- _The task_: Extend the personal account of living with mitochondrial disease below, picking up after its last sentence and keeping its first-person voice.

- _Text passage_:
★ ★ ★

Malisa

Graduating from high school, going to college, living away from home, having a boyfriend, getting a job, getting married, going on a honeymoon, having children, owning your own home…
At 28 yrs old, these are all things I have accomplished or want to accomplish in my life. Yet they are also things that have been challenging for me to achieve because of the daily struggles of living with Mitochondrial disease (mito).
When I first developed symptoms suggestive of Mitochondrial disease, I was fourteen years old and in the second month of ninth grade. By the age of sixteen, I had severe gastrointestinal dysmotility which progressed and required that I start on intravenous nutrition, also called total parenteral nutrition (TPN). A g-tube was placed in my stomach for draining gastric secretions that build up and a j-tube was placed in my small intestine for medications and a small amount of feedings. Many people still ask, eleven years after I first started on TPN, how I manage to live my life hooked up to an IV 21 hrs a day. My response to them is that TPN has given me the energy to live. Without it, my quality of life would be little to none.

★ ★ ★

- _Input data_:
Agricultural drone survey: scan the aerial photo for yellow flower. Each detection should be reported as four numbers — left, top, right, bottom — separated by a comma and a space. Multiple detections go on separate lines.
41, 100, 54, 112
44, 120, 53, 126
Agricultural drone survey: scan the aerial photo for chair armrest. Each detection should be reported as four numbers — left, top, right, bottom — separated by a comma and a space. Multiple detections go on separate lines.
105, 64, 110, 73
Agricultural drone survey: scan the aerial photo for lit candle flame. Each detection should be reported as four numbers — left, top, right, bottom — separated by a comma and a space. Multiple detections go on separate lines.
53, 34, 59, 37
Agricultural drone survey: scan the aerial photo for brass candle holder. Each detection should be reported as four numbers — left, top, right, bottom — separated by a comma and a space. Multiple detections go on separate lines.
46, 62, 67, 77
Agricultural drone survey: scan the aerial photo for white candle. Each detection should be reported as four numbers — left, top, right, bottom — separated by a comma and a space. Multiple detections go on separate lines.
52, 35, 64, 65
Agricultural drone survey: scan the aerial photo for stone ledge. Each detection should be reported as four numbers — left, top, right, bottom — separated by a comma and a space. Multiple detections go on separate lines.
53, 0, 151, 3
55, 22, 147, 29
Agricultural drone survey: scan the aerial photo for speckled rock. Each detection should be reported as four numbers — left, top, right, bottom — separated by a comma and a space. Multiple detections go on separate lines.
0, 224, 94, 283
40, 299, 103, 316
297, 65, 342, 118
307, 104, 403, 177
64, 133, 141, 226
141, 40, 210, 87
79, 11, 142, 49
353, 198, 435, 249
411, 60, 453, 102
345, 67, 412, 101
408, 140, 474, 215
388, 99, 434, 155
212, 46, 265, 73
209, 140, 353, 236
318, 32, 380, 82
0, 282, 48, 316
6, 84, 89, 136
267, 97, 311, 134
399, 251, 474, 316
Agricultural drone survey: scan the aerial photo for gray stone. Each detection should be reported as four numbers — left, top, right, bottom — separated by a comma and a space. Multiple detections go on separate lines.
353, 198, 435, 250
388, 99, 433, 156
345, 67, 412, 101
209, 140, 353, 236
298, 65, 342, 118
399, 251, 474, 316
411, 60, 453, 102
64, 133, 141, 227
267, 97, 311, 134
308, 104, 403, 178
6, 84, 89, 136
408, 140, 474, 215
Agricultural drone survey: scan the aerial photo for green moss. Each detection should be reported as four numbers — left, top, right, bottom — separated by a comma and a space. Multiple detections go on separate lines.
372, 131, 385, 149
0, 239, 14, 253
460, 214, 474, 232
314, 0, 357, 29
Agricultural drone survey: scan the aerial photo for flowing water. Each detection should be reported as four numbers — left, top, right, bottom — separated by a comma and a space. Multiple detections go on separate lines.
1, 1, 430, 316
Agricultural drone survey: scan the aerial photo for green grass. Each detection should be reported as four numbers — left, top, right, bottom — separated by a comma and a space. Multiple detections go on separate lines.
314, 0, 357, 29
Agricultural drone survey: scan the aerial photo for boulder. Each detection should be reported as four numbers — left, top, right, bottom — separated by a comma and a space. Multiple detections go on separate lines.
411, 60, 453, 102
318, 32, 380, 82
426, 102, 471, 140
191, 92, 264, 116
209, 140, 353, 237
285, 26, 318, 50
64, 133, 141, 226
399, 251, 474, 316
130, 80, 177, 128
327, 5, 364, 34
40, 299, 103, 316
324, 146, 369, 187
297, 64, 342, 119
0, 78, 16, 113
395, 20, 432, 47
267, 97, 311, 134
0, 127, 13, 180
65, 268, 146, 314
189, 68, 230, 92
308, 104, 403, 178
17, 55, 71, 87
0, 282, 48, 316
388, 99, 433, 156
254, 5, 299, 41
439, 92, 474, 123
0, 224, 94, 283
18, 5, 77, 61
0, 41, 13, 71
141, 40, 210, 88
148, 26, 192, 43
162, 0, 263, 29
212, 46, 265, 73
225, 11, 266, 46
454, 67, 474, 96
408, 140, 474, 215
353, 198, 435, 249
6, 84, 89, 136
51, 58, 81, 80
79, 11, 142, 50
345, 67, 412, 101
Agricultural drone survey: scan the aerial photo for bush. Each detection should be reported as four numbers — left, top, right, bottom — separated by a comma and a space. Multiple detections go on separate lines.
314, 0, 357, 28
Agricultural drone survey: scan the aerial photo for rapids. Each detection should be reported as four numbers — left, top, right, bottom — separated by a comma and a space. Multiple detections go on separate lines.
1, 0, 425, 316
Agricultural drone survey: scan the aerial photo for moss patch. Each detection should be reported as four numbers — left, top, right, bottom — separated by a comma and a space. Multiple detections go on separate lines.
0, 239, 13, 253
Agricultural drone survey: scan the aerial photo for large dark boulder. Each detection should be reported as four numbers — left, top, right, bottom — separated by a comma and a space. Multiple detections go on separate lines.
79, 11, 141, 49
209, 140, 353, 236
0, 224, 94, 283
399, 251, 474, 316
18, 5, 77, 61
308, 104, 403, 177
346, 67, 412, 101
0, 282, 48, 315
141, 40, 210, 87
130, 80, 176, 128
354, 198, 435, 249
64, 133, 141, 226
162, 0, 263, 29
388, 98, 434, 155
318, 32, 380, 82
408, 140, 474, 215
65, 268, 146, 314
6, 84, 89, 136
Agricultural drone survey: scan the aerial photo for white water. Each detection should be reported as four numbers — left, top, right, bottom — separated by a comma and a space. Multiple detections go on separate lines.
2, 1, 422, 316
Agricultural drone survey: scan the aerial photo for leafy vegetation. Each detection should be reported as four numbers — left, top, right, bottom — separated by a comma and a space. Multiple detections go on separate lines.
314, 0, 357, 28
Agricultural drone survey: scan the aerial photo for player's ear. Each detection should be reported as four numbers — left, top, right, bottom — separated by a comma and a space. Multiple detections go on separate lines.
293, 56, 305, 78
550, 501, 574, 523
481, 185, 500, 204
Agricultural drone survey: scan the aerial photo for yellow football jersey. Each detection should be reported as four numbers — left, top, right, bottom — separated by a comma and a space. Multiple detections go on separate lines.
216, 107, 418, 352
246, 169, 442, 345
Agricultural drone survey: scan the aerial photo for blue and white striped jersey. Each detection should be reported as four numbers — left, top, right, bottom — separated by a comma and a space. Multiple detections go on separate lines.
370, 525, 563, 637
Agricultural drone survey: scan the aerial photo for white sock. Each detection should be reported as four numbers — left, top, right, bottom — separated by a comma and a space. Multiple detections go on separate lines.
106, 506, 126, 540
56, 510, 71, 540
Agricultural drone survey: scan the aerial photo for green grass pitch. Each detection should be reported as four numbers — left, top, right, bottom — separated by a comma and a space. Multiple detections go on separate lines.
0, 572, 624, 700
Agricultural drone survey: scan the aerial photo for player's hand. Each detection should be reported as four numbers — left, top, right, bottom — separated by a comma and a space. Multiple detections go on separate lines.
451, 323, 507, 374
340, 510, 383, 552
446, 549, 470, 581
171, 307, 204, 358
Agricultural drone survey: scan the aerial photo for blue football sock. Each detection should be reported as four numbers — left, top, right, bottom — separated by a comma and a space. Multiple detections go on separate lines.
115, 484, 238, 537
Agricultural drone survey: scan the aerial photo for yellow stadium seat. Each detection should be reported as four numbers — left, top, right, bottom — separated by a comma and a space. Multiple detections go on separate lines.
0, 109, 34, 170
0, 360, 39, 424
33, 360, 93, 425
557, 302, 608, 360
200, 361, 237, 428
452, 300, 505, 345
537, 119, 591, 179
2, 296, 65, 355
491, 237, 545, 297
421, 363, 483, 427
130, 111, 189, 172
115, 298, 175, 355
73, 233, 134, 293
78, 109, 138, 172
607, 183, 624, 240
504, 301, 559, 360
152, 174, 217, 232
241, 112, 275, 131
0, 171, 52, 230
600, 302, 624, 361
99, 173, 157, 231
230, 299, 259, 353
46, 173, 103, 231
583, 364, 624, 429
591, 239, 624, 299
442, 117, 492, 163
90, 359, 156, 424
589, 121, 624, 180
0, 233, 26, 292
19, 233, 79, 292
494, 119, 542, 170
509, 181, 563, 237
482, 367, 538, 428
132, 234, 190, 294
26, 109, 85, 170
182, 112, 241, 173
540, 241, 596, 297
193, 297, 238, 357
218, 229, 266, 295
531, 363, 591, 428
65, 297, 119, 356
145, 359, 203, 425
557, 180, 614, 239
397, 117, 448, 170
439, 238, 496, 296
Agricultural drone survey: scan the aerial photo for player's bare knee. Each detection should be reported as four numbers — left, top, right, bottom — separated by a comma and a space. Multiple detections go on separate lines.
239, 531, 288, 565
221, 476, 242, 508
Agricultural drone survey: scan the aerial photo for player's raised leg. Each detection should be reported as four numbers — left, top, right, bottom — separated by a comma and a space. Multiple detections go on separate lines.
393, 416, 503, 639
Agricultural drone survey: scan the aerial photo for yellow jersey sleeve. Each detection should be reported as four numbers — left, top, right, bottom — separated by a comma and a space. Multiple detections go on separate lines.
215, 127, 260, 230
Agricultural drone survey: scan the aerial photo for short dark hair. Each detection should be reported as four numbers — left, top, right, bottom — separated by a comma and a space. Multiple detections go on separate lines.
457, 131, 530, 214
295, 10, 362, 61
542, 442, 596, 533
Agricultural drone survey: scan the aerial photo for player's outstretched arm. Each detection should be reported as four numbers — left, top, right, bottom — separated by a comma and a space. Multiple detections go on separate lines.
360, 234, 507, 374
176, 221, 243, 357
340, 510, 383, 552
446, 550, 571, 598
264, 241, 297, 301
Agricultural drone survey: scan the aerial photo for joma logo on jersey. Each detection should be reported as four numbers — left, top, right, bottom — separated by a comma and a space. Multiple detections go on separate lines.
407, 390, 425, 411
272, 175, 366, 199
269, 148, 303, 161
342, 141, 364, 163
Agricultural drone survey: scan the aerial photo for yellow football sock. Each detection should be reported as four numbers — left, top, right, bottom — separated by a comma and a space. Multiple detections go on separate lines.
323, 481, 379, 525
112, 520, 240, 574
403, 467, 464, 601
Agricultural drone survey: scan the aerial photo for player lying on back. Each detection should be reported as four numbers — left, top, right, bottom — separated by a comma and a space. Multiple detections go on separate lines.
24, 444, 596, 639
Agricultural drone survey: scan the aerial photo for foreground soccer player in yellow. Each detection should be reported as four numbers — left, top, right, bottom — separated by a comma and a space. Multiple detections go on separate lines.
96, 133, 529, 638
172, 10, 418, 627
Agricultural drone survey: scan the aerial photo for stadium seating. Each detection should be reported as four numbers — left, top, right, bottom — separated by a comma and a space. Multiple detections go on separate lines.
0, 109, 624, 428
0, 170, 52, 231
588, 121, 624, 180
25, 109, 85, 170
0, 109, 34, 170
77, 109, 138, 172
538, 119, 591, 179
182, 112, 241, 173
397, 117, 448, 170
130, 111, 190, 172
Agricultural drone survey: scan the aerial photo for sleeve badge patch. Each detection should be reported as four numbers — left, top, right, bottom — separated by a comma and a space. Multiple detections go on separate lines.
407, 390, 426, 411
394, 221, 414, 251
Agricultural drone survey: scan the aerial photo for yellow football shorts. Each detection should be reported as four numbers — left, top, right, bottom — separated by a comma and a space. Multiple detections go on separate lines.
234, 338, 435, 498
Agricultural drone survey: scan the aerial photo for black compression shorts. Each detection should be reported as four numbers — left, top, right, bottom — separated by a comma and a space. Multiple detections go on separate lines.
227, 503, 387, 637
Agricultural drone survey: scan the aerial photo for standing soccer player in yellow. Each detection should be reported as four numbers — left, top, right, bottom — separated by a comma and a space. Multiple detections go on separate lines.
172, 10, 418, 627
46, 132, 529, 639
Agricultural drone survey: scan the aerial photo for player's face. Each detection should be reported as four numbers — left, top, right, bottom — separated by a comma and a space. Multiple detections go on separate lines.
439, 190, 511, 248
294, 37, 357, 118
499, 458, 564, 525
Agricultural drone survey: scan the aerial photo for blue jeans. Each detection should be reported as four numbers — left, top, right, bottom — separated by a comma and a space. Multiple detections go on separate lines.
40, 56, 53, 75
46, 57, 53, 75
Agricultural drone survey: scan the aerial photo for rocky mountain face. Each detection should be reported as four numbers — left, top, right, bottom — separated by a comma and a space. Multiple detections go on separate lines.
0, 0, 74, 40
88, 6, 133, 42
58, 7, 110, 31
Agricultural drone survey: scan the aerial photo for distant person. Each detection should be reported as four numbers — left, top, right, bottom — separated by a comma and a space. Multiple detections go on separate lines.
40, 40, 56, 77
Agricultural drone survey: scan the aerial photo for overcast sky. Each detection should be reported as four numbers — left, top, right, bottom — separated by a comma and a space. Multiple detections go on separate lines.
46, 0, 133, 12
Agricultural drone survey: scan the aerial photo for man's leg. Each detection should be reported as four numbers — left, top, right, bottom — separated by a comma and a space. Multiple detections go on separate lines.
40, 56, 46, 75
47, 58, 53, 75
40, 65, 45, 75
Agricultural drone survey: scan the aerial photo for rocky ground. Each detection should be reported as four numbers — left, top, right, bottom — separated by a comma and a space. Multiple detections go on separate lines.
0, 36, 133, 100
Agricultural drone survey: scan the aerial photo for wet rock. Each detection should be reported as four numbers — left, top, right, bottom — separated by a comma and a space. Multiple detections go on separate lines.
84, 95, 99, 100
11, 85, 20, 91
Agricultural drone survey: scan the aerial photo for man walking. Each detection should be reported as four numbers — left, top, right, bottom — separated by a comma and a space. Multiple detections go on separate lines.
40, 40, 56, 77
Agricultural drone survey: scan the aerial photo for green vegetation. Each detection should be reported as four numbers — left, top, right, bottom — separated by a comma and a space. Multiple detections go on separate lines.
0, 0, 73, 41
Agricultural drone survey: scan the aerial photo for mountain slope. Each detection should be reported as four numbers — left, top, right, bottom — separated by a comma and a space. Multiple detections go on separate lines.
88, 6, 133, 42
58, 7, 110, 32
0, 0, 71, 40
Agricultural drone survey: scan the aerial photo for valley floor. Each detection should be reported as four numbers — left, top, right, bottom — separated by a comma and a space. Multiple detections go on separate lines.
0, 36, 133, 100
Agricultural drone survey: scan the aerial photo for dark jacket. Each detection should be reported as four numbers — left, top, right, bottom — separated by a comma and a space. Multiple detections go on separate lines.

★ ★ ★

- _Reply to the task_:
As I got older and entered my late teens and early twenties, more symptoms developed…autonomic symptoms and difficulty regulating my blood pressure and heart rate, pancreatitis, hypoglycemia, muscle pain and weakness, severe fatigue, among others. In the middle of developing all of these symptoms, I was living in the dorms, going to classes for a degree in nursing, and had my first serious relationship with my boyfriend, Dave. TPN was still a constant companion and my dorm room resembled a medical supply closet. In my senior year of nursing school, I got really sick with the flu and was hospitalized. When I came home, I was extremely weak and had my first exacerbation of what we now know is Mitochondrial disease.
After I graduated from college and had my bachelor’s in nursing, I worked for a year as a pediatric homecare nurse. For the past three years, I have been working as a consultant at The Children’s Hospital of Philadelphia with a program that I co-developed for teens and young adults with special healthcare needs. Our goal is to give them the resources, advocacy, and support that they need as they transition into adulthood with an illness. In the spring of 2004, after 6 years of dating my boyfriend Dave, he proposed to me. We set the date for our wedding to be in September 2005.
2005 turned out to be a rough year for me. I spent a total of about seven weeks in the hospital, most of which occurred between April and August. I got out of the hospital three weeks before our wedding day on September 17th. Despite concerns about whether I would be healthy enough to walk down the aisle, the day went perfectly. I felt like I stepped out of a fairytale and got to be a princess for a day. Illness melted away and I felt healthy and beautiful.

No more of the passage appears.